** CONSEGNA 1 **
Ricopia parola per parola l'intero estratto sulle proteste universitarie e su Gaza.

** ESTRATTO DELLA FONTE **
--------------------------------------------------
L'ondata di proteste nelle università statunitensi ed europee associata al riacutizzarsi in alcuni Stati del conflitto sindacale e alla crescita delle sinistre (più o meno radicali) segna una rottura.
Due anni fa, Macron disse che era finito il patto sociale che aveva garantito stabilità all'Europa. In qualche modo, era una riflessione onesta: venuta meno la rapina neocoloniale (ormai il mondo non è più disposto), viene meno il compromesso socialdemocratico.
In questo le proteste che vediamo sono collegate alle raccapriccianti notizie che riceviamo da Gaza e dalla Palestina, ma sono anche specchio di un declino più grande del consenso.
Le nostre economie sono state convertite in economia di guerra, il welfare è stato rimpiazzato dal warfare, che non riesce a creare posti di lavoro e a rimettere in moto l'economia.
La catastrofe ambientale, fino a ieri emergenza del capitalismo green, viene ora dimenticata a favore dei cannoni e tutta la sua complessità viene appiattita a pochi fenomeni (gravissimi, ma non isolati).
Quella che vediamo in strada è una protesta che si allarga e che vede nei fatti di Gaza un principio generale: la disumanizzazione dell'altro.
I cittadini di Gaza sono ridotti a cose, ostacoli per la grande pianificazione colonialista, capitalista e imperialista di cui Israele è alfiere.
Non più case, piuttosto villette vista mare (tutto è diventato un Airbnb del mostruoso) con a largo piattaforme petrolifere.
Ancora armi, bombe, fonti di energia fossili e trivelle in mare, acqua inquinata, bambini sfollati, animali uccisi dai rifiuti.
--------------------------------------------------
** CONSEGNA 2 **
Nei record, modifica la parte che si apre con la riga contenente "shape [[101, 284]]." e si chiude con quella contenente "[[143, 275]]", sostituendo "undermount sink" con "kitchen sink" e lasciando invariato tutto il resto. Riporta soltanto queste righe.

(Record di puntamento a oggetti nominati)
--------------------------------------------------
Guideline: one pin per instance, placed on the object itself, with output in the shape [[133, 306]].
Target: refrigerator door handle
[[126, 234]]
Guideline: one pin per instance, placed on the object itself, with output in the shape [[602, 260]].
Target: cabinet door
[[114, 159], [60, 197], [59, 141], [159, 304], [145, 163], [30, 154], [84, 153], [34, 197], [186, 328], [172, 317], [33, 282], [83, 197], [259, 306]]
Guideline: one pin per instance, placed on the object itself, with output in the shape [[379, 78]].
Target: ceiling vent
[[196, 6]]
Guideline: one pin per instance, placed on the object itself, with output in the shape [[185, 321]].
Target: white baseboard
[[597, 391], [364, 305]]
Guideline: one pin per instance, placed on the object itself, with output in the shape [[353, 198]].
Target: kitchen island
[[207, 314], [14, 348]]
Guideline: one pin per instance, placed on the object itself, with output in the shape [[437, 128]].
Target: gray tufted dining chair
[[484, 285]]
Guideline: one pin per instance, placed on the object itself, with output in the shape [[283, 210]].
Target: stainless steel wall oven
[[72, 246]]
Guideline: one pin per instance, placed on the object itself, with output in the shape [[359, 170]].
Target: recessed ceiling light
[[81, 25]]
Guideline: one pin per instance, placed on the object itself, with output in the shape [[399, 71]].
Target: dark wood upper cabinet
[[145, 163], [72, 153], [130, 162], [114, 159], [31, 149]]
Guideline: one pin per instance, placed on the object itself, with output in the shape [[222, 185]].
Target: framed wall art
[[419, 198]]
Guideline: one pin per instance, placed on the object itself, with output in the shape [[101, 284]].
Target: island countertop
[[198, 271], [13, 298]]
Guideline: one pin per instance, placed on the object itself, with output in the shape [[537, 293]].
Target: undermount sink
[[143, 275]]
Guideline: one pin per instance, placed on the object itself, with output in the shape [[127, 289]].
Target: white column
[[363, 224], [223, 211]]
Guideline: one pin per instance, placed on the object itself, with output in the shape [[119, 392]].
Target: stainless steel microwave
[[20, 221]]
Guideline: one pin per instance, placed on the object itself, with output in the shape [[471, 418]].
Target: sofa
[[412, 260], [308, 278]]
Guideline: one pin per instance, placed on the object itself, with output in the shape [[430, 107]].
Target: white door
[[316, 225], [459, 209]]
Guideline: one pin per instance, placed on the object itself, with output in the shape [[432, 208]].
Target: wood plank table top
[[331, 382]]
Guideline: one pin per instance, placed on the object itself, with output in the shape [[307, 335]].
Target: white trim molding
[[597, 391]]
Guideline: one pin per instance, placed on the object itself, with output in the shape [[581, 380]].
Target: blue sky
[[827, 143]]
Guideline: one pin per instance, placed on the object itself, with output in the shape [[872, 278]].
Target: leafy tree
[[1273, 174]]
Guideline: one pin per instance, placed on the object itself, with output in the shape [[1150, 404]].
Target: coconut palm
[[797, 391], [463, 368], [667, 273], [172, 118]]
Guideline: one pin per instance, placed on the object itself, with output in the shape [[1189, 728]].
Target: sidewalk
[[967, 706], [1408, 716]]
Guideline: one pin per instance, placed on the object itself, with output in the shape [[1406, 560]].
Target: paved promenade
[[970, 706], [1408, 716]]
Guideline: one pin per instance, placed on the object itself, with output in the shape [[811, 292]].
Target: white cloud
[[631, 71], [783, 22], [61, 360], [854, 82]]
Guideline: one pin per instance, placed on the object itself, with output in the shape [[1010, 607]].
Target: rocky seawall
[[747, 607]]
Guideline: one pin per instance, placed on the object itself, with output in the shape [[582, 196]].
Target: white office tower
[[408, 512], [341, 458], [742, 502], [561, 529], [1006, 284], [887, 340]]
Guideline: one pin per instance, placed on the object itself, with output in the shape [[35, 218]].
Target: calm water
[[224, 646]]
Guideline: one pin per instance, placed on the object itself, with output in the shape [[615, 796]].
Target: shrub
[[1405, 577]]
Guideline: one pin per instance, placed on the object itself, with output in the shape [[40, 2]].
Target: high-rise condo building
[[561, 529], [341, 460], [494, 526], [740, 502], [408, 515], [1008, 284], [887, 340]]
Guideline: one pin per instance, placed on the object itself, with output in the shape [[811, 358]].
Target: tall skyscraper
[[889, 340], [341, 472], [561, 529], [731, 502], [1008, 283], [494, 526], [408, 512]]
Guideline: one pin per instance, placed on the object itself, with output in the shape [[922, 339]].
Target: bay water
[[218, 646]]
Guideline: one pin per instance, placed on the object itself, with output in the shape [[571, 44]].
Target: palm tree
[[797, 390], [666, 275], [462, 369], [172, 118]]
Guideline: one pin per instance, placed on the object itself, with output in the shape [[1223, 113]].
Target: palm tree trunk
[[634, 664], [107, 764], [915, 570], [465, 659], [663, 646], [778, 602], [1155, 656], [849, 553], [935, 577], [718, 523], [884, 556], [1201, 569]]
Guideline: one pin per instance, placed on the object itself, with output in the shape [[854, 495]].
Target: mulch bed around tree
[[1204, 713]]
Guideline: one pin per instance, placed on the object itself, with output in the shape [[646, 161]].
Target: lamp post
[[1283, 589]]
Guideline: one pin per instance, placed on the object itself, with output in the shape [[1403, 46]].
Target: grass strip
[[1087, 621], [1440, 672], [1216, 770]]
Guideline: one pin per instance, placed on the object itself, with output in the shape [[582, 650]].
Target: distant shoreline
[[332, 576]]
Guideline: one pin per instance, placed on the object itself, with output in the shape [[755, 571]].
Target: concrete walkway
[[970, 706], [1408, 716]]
--------------------------------------------------
** RISPOSTA COMPLETA 1 **
L'ondata di proteste nelle università statunitensi ed europee associata al riacutizzarsi in alcuni Stati del conflitto sindacale e alla crescita delle sinistre (più o meno radicali) segna una rottura.
Due anni fa, Macron disse che era finito il patto sociale che aveva garantito stabilità all'Europa. In qualche modo, era una riflessione onesta: venuta meno la rapina neocoloniale (ormai il mondo non è più disposto), viene meno il compromesso socialdemocratico.
In questo le proteste che vediamo sono collegate alle raccapriccianti notizie che riceviamo da Gaza e dalla Palestina, ma sono anche specchio di un declino più grande del consenso.
Le nostre economie sono state convertite in economia di guerra, il welfare è stato rimpiazzato dal warfare, che non riesce a creare posti di lavoro e a rimettere in moto l'economia.
La catastrofe ambientale, fino a ieri emergenza del capitalismo green, viene ora dimenticata a favore dei cannoni e tutta la sua complessità viene appiattita a pochi fenomeni (gravissimi, ma non isolati).
Quella che vediamo in strada è una protesta che si allarga e che vede nei fatti di Gaza un principio generale: la disumanizzazione dell'altro.
I cittadini di Gaza sono ridotti a cose, ostacoli per la grande pianificazione colonialista, capitalista e imperialista di cui Israele è alfiere.
Non più case, piuttosto villette vista mare (tutto è diventato un Airbnb del mostruoso) con a largo piattaforme petrolifere.
Ancora armi, bombe, fonti di energia fossili e trivelle in mare, acqua inquinata, bambini sfollati, animali uccisi dai rifiuti.

** RISPOSTA COMPLETA 2 **
Guideline: one pin per instance, placed on the object itself, with output in the shape [[101, 284]].
Target: island countertop
[[198, 271], [13, 298]]
Guideline: one pin per instance, placed on the object itself, with output in the shape [[537, 293]].
Target: kitchen sink
[[143, 275]]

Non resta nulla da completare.